→ **What needs to be done**: Could you print all of the data below again, exactly?

→ **Records provided**:
Segment Open

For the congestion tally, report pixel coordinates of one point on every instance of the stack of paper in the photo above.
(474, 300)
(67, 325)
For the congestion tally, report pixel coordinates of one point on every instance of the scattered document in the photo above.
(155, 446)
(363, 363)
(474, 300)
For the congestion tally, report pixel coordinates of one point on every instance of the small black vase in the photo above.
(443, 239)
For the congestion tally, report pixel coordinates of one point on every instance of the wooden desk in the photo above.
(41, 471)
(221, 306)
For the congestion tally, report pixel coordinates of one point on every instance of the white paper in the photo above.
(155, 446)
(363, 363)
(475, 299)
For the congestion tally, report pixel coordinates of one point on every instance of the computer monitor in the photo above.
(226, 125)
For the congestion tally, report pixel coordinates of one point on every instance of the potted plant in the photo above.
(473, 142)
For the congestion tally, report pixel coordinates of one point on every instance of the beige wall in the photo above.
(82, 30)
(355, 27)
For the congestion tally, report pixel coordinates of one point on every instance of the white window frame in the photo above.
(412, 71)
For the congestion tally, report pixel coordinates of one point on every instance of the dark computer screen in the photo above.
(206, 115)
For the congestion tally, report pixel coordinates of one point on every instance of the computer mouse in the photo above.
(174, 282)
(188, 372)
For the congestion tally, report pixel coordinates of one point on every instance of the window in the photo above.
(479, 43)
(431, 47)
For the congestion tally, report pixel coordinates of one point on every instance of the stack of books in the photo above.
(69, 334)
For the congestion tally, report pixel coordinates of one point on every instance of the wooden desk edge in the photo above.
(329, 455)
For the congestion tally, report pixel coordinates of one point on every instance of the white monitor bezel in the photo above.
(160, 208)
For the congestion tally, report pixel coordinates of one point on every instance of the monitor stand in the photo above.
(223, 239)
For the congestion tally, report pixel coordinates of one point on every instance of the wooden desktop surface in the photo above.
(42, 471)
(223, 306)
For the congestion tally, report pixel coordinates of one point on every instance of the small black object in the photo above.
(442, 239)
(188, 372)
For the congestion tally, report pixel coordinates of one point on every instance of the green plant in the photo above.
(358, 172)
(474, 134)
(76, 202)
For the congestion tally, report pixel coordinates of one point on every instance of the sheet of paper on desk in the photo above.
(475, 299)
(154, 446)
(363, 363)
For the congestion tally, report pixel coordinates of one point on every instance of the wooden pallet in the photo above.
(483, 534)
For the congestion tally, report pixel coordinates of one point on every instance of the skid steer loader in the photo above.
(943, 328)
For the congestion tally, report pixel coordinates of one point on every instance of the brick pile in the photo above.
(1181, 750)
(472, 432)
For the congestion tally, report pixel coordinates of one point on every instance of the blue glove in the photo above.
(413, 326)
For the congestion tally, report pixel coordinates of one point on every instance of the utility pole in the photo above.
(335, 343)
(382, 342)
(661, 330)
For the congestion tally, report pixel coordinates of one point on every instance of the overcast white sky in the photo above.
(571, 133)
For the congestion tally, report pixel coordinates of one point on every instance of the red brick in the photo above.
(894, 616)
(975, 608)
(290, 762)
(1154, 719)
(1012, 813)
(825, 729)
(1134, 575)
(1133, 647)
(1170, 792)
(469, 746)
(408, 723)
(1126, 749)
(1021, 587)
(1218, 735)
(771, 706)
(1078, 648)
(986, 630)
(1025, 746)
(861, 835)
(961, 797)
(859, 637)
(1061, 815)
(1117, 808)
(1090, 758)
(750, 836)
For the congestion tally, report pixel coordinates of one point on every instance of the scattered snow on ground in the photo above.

Segment Closed

→ **Task result**:
For the congestion tally, report pixel coordinates of one point on every instance of the stack of paper in the photo above.
(474, 300)
(67, 325)
For the congestion tally, report pixel coordinates of one point on every instance of the scattered document in the photo above.
(155, 446)
(363, 363)
(474, 300)
For the congestion tally, report pixel coordinates of one point on every instance of the small black vase in the photo above.
(443, 239)
For the congestion tally, report pixel coordinates of one point on every instance of the wooden desk in the photo above.
(41, 471)
(221, 306)
For the congestion tally, report pixel coordinates of one point on every instance of the white paper in the photo above.
(155, 446)
(363, 363)
(475, 299)
For the congestion tally, report pixel coordinates of one point on every instance of the computer monitor in the photo above.
(226, 125)
For the congestion tally, report pixel coordinates of one point on every instance of the potted plant in the photo above.
(473, 142)
For the congestion tally, report pixel coordinates of one point on every instance of the beige wall in the photo above.
(82, 30)
(355, 27)
For the congestion tally, report pixel coordinates of one point on every instance of the white window frame in the photo above.
(412, 71)
For the congestion tally, report pixel coordinates of one point on every instance of the dark computer screen in the photo above.
(206, 115)
For the congestion tally, report pixel coordinates of one point on every instance of the computer mouse in the photo above.
(174, 282)
(188, 372)
For the congestion tally, report pixel coordinates of one point on every instance of the window in the photo above.
(479, 43)
(431, 47)
For the congestion tally, report pixel coordinates of one point on every instance of the stack of books in the photo above.
(69, 334)
For the congestion tally, report pixel coordinates of one point on every instance of the wooden desk edge in the photo above.
(329, 455)
For the congestion tally, report pixel coordinates of one point on every instance of the white monitor bezel in the photo above.
(160, 208)
For the congestion tally, report pixel coordinates of one point on every instance of the monitor stand in the photo above.
(223, 239)
For the congestion tally, report pixel coordinates of one point on every instance of the wooden desktop surface in the photo above.
(42, 471)
(223, 306)
For the congestion tally, report pixel coordinates of one point on every instance of the small black object in the photo above.
(442, 239)
(188, 372)
For the congestion tally, report pixel coordinates of one point on every instance of the green plant in the photo above.
(358, 172)
(474, 134)
(76, 202)
For the congestion tally, report pixel coordinates of one point on every instance of the sheet of paper on desk in the photo above.
(475, 299)
(154, 446)
(363, 363)
For the congestion tally, report pixel coordinates of one point on every instance of the wooden pallet in the photo above.
(483, 534)
For the congestion tally, report pixel coordinates of one point on every instance of the skid steer loader in the photo above.
(943, 328)
For the congestion tally, report pixel coordinates of one point on every instance of the brick pile in the photo above.
(1181, 750)
(472, 432)
For the congestion tally, report pixel coordinates of one point on every instance of the blue glove in the photo above.
(413, 326)
For the congestion tally, report pixel coordinates of one point on every instance of the utility pole in the photo above.
(335, 343)
(382, 342)
(661, 330)
For the congestion tally, report pixel coordinates of one point on every instance of the overcast white sky in the photo above.
(571, 133)
For the congestion tally, report pixel coordinates of one point on every instance of the red brick in the photo above.
(894, 616)
(975, 608)
(290, 762)
(1154, 719)
(1012, 813)
(825, 729)
(1134, 575)
(1133, 647)
(1170, 792)
(469, 746)
(408, 723)
(1126, 749)
(1021, 587)
(1218, 735)
(771, 706)
(1078, 648)
(986, 630)
(1025, 746)
(861, 835)
(961, 797)
(859, 637)
(1061, 815)
(1117, 808)
(1090, 758)
(750, 836)
For the congestion tally, report pixel coordinates of one point on every instance of the scattered snow on ground in the photo above.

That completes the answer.